## Raw data
· · · ·

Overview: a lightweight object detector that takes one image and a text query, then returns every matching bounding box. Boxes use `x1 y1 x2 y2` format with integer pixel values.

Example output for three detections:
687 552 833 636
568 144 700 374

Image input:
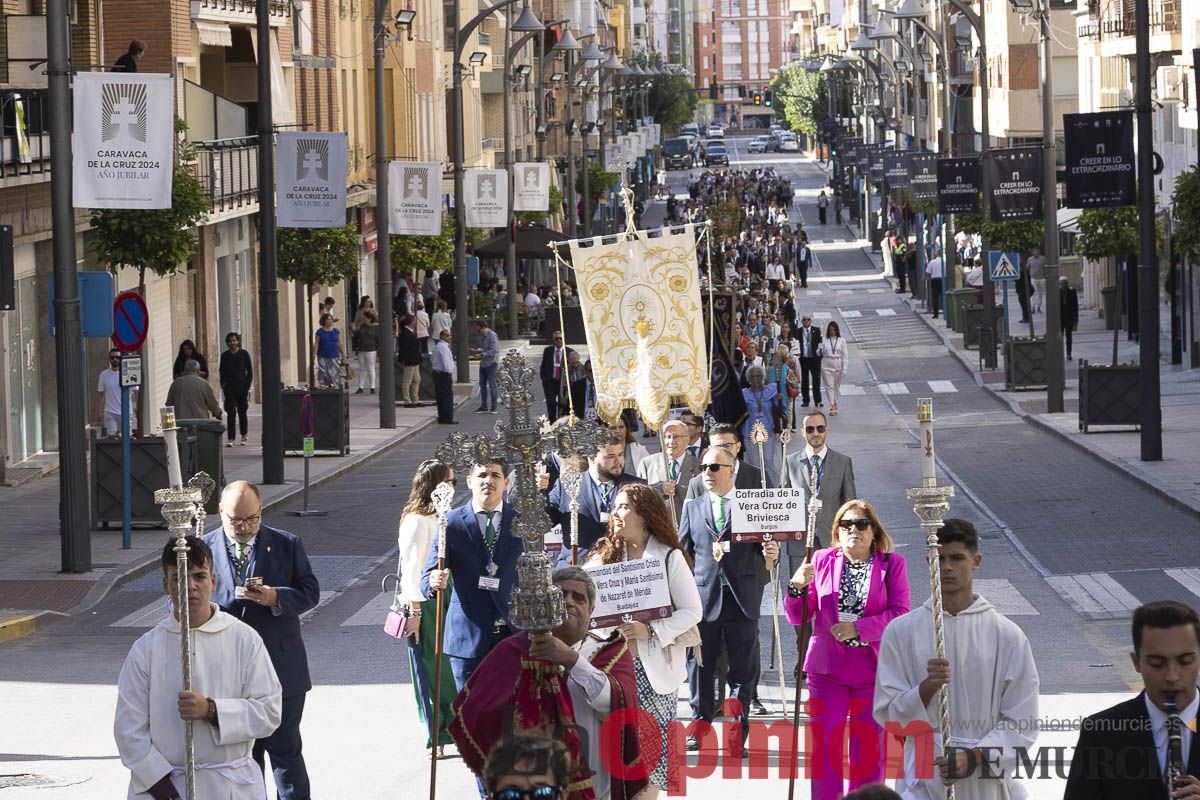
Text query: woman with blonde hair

· · · ·

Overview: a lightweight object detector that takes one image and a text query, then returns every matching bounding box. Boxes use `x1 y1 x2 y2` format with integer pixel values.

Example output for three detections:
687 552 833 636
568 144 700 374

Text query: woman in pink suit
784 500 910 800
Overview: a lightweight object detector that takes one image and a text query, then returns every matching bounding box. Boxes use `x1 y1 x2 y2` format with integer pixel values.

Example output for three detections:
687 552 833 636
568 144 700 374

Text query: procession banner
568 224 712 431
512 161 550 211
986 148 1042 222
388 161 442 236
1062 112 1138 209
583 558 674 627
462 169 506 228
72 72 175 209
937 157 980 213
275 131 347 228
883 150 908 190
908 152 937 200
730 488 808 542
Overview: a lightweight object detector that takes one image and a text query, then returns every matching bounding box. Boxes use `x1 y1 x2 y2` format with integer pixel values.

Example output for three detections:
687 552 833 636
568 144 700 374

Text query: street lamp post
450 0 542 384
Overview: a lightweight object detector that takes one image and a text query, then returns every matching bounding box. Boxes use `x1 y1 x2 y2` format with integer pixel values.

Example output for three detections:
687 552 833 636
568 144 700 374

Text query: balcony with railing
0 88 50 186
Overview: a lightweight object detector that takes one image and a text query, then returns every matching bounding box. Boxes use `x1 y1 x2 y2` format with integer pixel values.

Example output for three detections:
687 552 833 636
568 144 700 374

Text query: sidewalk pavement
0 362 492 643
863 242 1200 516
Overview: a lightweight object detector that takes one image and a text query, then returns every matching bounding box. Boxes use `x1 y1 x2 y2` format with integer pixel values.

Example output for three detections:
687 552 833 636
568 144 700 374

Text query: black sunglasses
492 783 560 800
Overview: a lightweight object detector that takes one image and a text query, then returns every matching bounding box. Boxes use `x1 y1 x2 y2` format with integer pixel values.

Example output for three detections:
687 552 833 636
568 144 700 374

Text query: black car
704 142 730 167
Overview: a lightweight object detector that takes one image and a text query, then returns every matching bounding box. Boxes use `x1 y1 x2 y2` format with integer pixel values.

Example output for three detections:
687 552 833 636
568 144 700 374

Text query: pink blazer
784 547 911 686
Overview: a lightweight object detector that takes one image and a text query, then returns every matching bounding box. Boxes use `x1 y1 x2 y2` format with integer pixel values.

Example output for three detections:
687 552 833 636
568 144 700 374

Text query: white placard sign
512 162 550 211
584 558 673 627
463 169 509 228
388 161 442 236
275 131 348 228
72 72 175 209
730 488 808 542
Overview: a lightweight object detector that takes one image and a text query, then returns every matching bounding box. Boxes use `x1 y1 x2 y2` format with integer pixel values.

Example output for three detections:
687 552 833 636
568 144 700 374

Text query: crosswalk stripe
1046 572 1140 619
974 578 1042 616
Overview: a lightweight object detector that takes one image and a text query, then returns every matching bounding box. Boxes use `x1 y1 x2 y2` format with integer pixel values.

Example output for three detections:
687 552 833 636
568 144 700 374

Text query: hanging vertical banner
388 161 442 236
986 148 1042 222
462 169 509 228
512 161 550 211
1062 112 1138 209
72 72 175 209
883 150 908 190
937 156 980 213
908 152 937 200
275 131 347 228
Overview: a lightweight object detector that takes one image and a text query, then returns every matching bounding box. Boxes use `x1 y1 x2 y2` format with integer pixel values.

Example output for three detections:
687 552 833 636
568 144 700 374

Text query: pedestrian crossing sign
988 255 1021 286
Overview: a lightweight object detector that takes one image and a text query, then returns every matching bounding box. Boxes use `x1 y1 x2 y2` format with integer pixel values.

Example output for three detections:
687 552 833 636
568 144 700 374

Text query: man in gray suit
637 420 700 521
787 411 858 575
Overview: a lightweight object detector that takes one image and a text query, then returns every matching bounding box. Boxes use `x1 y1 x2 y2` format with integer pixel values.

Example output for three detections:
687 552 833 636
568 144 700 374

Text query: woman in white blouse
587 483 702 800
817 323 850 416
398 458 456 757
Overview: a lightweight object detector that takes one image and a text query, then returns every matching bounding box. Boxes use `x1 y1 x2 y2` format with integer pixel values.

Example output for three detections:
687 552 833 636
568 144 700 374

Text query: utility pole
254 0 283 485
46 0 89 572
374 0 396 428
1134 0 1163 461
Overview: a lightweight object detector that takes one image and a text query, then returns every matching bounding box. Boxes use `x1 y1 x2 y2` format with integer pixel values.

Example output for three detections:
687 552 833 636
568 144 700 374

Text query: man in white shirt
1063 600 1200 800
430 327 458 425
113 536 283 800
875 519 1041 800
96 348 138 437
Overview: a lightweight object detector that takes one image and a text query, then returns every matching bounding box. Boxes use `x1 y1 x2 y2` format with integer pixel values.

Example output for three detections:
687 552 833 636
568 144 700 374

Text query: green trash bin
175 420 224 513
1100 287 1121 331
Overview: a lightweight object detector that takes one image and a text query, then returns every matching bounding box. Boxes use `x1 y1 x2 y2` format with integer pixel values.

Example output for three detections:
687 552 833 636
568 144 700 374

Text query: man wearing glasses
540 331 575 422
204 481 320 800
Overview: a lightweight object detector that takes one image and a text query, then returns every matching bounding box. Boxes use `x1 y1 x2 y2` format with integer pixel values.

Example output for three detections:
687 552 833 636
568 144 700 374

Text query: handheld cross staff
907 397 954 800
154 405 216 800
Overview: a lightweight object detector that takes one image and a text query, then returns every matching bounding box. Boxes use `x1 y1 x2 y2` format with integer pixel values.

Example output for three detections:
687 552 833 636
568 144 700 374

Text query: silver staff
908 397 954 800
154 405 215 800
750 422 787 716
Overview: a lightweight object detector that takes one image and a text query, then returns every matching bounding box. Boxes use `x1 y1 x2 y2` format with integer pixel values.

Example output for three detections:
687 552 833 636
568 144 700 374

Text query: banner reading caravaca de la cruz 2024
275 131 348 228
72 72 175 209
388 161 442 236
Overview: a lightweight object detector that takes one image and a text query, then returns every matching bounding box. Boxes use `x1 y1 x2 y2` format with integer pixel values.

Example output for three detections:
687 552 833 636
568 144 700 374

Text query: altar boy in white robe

· · · ·

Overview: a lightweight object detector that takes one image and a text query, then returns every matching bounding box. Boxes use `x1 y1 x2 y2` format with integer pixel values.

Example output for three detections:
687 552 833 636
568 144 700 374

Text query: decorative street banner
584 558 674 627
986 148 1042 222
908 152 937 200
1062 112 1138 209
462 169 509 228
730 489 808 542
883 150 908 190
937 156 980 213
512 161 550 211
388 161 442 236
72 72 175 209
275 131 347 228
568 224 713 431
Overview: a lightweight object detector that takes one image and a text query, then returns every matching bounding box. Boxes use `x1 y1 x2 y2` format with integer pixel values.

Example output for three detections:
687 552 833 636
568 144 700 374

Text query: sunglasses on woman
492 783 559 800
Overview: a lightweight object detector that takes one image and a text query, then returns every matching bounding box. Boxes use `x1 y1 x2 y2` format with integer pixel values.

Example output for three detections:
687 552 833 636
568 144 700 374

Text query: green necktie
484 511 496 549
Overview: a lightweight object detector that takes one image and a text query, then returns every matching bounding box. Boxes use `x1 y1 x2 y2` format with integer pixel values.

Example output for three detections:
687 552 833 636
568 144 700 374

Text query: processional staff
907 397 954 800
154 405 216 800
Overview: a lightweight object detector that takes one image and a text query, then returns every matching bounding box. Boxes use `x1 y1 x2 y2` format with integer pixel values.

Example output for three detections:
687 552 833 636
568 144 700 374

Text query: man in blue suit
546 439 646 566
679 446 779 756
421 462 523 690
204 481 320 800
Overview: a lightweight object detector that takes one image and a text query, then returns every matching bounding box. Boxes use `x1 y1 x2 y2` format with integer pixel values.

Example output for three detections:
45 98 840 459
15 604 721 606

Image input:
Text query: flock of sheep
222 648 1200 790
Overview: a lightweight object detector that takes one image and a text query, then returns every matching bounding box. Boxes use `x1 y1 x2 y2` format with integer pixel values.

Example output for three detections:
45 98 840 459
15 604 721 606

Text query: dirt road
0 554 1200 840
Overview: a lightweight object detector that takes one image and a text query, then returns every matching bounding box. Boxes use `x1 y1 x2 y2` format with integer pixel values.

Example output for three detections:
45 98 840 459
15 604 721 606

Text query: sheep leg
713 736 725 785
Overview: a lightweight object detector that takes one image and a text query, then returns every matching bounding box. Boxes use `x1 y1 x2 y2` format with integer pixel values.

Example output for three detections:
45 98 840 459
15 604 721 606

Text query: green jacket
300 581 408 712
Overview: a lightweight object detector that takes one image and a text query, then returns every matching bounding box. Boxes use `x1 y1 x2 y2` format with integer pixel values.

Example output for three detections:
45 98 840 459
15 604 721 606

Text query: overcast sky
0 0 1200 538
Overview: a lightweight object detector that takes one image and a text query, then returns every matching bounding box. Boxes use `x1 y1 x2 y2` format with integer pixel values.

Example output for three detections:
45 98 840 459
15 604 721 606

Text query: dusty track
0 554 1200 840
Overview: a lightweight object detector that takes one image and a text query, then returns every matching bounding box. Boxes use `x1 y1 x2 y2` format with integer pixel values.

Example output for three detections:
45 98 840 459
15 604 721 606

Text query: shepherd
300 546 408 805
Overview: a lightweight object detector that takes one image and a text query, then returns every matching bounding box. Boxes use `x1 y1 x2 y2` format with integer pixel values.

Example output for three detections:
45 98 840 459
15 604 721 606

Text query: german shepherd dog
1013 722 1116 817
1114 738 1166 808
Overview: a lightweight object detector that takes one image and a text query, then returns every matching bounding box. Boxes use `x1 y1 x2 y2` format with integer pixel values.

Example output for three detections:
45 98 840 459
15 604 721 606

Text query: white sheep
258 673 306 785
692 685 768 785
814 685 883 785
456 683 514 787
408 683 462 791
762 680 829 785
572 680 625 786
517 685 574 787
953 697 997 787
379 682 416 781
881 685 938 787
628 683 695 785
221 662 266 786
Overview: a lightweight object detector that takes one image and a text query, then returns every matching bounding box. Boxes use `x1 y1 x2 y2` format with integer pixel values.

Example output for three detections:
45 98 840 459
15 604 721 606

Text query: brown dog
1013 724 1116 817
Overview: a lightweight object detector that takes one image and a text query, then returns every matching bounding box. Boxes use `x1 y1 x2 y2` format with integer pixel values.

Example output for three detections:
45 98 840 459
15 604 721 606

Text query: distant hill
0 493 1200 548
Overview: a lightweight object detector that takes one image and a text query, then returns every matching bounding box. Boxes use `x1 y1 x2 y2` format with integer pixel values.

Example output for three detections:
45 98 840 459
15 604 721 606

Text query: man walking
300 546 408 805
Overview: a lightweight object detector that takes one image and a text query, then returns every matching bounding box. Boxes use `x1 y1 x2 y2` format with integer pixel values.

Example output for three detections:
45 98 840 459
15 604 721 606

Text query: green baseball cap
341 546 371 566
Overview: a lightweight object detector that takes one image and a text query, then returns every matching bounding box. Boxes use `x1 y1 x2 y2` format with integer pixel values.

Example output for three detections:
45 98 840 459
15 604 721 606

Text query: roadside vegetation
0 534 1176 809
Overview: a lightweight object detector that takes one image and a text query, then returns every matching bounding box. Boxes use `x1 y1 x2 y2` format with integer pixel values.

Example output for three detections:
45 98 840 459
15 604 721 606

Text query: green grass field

· · · ·

## Exercise directions
How many lines in the records above contain the string "sheep"? Reply with the number alone.

## Answer for the task
3